WORK TO COMPLETE:
Go through the data below. List every line that holds the word "main".

---*---

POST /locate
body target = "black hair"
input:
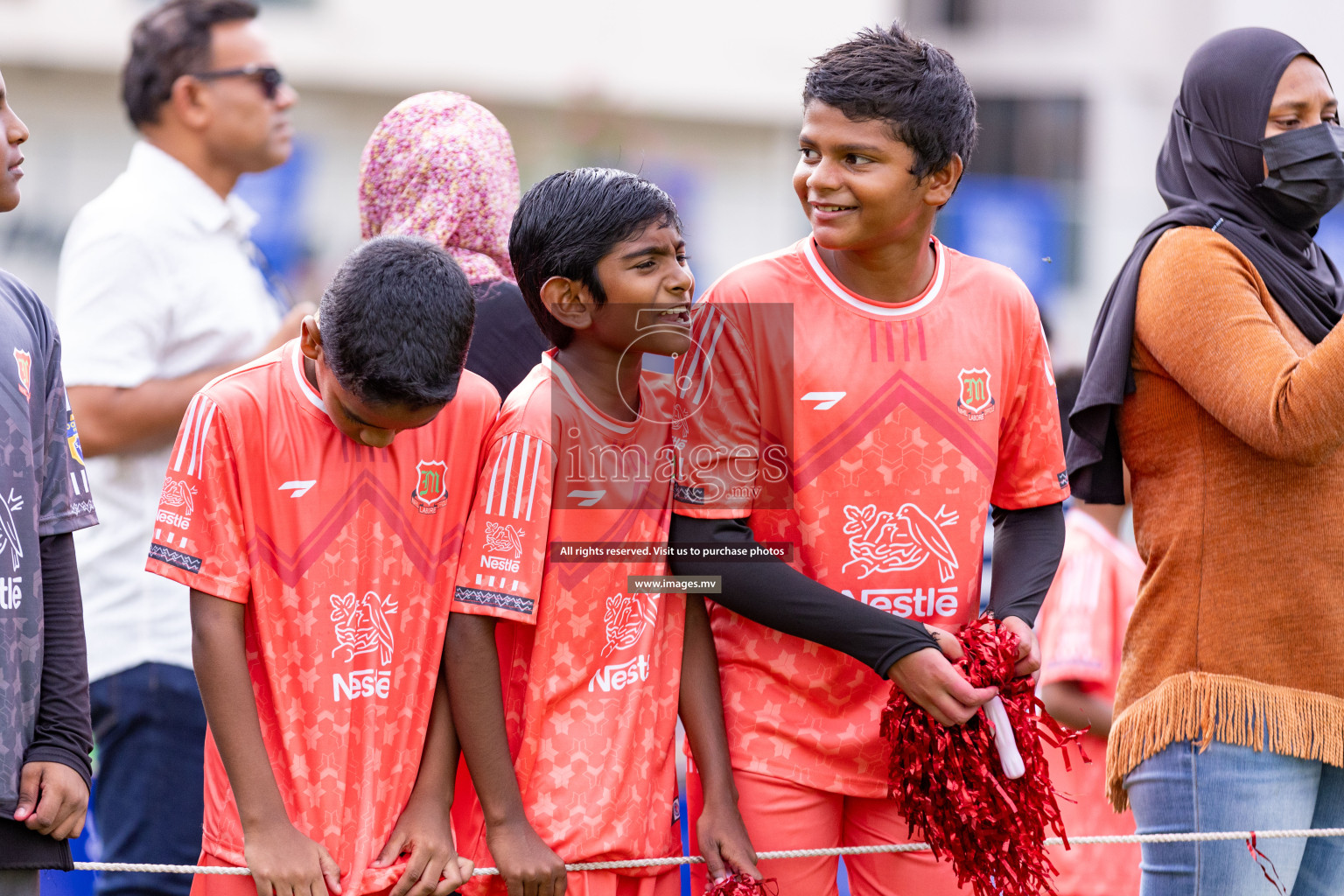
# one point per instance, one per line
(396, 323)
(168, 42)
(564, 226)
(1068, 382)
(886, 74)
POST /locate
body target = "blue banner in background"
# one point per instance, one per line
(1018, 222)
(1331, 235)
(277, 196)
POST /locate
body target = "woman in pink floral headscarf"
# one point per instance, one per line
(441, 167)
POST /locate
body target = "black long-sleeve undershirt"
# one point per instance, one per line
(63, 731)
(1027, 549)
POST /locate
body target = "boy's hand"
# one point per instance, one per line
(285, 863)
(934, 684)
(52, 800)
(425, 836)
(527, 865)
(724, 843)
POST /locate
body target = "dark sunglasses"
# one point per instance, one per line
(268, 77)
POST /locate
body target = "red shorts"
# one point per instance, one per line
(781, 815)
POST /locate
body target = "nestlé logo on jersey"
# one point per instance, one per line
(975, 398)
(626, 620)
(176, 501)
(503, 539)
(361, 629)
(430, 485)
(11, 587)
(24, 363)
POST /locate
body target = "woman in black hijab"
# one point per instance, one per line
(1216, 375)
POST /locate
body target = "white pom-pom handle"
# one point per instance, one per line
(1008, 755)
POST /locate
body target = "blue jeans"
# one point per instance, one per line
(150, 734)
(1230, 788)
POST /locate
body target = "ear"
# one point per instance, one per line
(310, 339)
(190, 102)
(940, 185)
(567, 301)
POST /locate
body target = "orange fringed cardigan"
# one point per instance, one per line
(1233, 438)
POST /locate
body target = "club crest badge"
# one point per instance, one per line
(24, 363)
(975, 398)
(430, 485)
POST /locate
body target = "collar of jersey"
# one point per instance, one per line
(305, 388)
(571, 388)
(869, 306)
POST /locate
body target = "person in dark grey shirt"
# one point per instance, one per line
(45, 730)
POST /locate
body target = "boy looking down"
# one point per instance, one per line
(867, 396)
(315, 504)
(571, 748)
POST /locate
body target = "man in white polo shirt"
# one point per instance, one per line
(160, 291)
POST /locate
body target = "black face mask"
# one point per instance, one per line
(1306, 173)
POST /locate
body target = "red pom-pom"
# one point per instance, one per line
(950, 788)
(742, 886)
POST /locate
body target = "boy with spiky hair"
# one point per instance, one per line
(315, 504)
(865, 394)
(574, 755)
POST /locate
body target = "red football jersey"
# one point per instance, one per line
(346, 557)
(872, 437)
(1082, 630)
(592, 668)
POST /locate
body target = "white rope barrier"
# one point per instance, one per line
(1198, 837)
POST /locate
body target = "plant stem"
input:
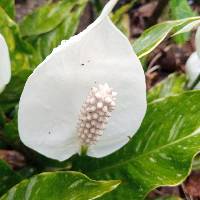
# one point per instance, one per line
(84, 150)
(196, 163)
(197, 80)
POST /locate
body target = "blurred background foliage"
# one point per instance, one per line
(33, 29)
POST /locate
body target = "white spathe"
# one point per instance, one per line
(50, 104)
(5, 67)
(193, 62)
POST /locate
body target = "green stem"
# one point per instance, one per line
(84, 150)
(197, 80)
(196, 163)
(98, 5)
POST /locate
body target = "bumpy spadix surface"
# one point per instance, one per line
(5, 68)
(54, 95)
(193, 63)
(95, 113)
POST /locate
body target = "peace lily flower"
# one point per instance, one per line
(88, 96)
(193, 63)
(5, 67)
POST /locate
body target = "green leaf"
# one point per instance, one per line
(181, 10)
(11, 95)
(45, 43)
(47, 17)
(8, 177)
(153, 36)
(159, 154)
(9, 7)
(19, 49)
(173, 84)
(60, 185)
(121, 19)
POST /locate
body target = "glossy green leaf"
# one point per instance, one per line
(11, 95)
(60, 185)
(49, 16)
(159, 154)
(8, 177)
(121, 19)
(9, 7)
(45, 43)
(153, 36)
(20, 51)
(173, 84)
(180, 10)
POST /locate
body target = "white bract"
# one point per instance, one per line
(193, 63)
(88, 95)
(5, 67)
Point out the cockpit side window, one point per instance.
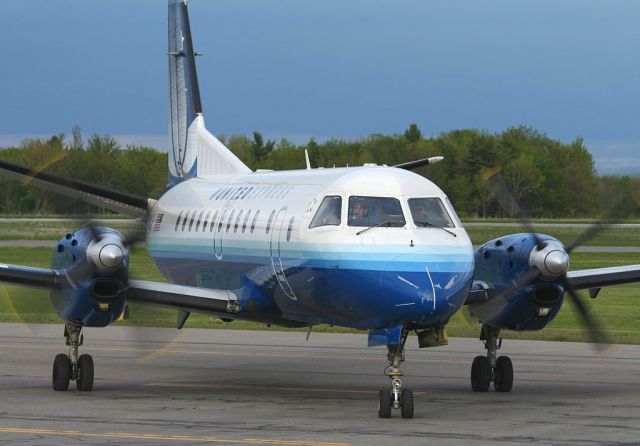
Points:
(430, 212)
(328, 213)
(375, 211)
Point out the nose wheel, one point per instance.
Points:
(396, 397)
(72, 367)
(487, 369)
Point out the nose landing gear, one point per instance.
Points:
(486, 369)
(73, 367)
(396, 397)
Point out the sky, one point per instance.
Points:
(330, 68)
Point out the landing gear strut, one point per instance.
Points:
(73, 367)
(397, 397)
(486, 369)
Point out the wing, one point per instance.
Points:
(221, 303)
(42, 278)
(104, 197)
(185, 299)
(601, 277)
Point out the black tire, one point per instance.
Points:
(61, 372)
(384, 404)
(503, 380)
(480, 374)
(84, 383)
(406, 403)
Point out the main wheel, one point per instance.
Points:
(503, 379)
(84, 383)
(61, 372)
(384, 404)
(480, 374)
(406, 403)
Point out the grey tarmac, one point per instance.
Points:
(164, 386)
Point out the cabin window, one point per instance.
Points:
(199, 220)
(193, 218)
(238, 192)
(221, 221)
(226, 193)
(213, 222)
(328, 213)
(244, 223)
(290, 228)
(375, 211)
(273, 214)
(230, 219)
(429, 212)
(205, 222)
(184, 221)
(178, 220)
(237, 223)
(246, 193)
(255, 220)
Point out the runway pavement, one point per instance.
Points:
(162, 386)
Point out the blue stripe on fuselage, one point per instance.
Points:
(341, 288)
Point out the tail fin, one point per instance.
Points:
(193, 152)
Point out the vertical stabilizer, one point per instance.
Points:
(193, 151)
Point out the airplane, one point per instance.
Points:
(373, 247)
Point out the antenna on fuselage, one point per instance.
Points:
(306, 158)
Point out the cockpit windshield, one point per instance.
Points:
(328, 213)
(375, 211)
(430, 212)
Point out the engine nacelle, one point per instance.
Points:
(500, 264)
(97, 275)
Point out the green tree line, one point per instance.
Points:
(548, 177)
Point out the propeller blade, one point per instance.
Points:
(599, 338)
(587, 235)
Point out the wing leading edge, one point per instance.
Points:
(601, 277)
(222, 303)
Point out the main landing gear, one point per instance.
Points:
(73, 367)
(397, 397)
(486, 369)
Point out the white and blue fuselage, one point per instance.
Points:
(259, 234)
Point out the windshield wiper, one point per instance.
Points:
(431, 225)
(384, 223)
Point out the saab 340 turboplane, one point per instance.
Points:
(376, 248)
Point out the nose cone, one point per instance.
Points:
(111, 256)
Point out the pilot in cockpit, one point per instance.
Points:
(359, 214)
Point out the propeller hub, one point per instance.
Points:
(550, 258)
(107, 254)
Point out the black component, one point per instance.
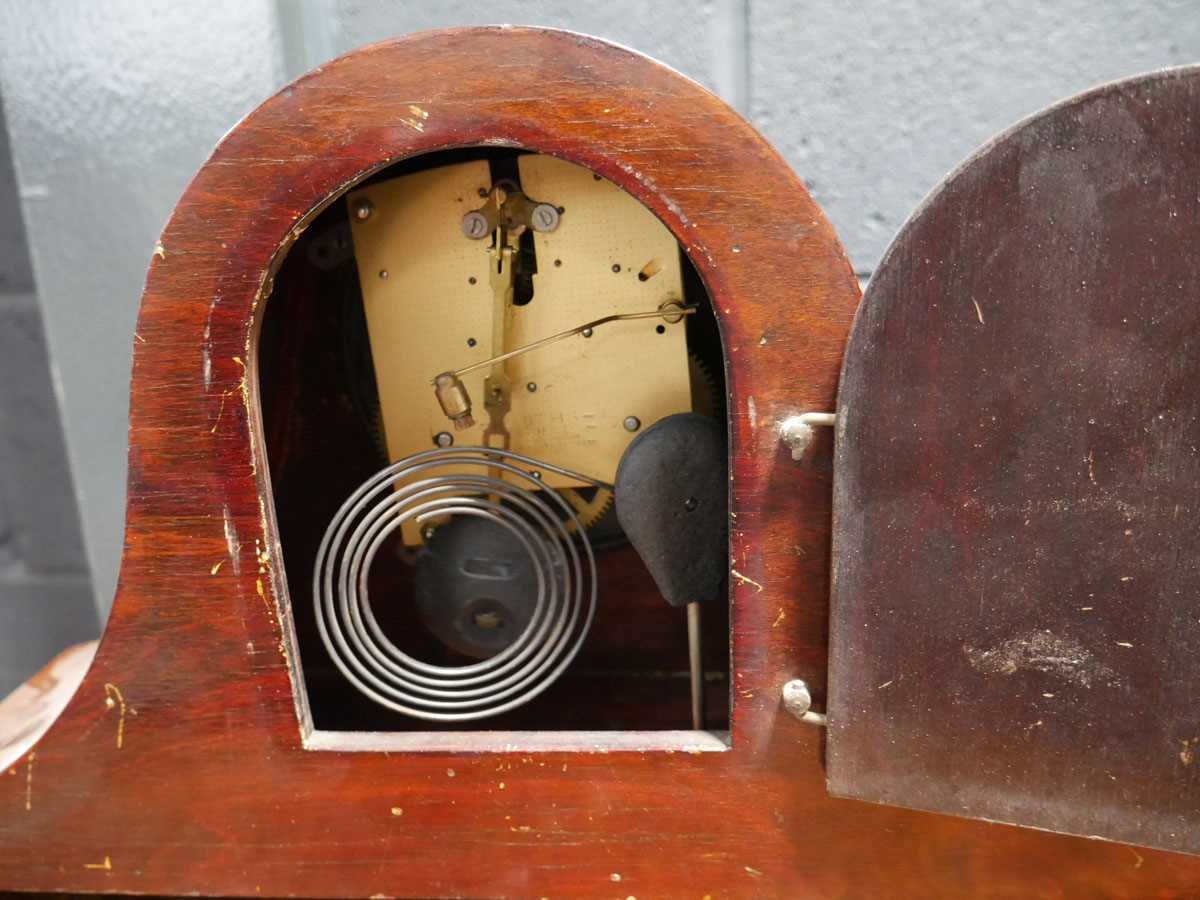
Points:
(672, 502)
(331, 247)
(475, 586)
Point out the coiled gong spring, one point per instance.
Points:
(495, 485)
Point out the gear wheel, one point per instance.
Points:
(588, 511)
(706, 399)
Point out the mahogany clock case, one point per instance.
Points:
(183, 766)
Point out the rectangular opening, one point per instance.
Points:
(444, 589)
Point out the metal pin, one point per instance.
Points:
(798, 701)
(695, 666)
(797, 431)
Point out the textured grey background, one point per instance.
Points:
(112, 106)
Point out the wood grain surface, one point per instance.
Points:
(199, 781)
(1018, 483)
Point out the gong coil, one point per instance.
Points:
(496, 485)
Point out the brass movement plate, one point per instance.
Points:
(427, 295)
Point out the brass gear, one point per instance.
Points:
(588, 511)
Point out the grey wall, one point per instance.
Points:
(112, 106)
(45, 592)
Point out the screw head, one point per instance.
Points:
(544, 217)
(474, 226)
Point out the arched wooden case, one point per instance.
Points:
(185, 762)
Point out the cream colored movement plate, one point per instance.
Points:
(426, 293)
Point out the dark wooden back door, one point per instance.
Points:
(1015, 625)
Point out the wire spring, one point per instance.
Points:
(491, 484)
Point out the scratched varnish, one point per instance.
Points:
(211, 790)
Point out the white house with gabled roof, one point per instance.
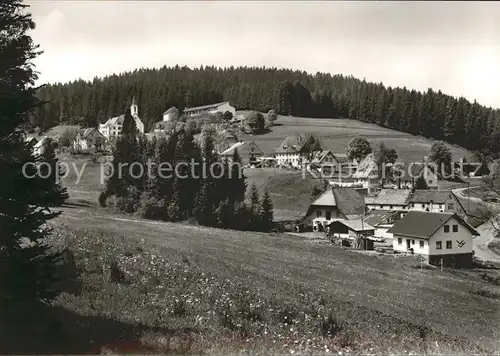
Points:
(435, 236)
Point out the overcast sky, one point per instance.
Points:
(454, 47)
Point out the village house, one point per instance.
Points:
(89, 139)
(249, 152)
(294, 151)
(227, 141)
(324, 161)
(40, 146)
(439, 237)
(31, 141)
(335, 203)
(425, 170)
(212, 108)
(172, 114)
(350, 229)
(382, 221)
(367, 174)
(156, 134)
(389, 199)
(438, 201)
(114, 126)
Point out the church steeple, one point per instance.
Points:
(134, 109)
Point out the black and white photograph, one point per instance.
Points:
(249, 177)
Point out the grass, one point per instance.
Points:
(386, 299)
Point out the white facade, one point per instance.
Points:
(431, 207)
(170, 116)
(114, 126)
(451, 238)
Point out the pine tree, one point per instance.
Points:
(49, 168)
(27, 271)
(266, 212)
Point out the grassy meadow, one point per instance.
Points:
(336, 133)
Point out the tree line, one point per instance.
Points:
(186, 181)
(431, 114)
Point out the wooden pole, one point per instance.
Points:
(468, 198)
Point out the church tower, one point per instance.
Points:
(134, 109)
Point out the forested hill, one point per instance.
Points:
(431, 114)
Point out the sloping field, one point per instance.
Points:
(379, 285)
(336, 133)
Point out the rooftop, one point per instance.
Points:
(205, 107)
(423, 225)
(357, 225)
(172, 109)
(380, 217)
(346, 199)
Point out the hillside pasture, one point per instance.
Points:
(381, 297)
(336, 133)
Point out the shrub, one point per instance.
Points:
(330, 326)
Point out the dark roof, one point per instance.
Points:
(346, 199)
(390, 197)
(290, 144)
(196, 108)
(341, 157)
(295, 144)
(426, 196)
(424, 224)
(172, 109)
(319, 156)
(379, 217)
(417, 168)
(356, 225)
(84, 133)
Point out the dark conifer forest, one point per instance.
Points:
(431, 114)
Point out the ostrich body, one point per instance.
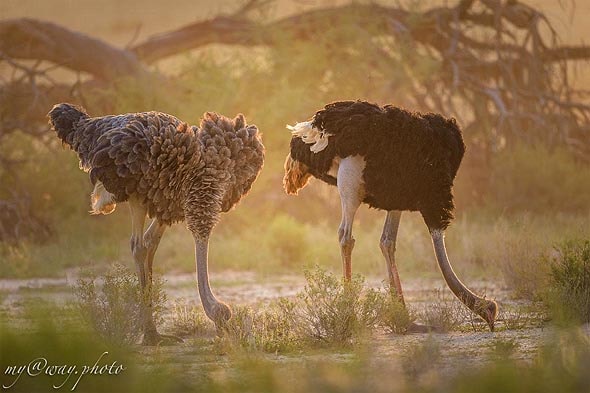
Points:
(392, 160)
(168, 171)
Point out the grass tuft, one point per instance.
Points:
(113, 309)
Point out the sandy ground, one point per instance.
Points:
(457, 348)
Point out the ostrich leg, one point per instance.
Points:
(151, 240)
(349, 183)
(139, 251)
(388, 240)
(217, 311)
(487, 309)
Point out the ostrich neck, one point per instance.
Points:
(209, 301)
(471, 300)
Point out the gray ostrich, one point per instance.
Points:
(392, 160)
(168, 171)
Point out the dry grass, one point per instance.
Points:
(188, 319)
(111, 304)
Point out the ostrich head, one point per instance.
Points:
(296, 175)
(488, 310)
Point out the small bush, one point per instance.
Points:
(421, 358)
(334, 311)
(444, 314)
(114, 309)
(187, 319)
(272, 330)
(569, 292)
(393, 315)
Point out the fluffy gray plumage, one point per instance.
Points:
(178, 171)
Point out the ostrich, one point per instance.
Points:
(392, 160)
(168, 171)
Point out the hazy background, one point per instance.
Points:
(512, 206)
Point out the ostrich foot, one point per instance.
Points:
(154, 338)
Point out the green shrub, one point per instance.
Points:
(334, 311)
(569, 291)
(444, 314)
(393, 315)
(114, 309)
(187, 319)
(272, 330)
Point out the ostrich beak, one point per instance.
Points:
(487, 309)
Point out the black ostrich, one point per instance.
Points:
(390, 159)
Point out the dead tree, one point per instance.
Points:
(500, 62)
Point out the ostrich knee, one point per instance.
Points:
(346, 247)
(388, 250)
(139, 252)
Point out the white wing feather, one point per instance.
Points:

---*---

ANSWER TO THIS EXERCISE:
Point out the main wheel, one point per instance.
Point out the main landing gear, one point per instance.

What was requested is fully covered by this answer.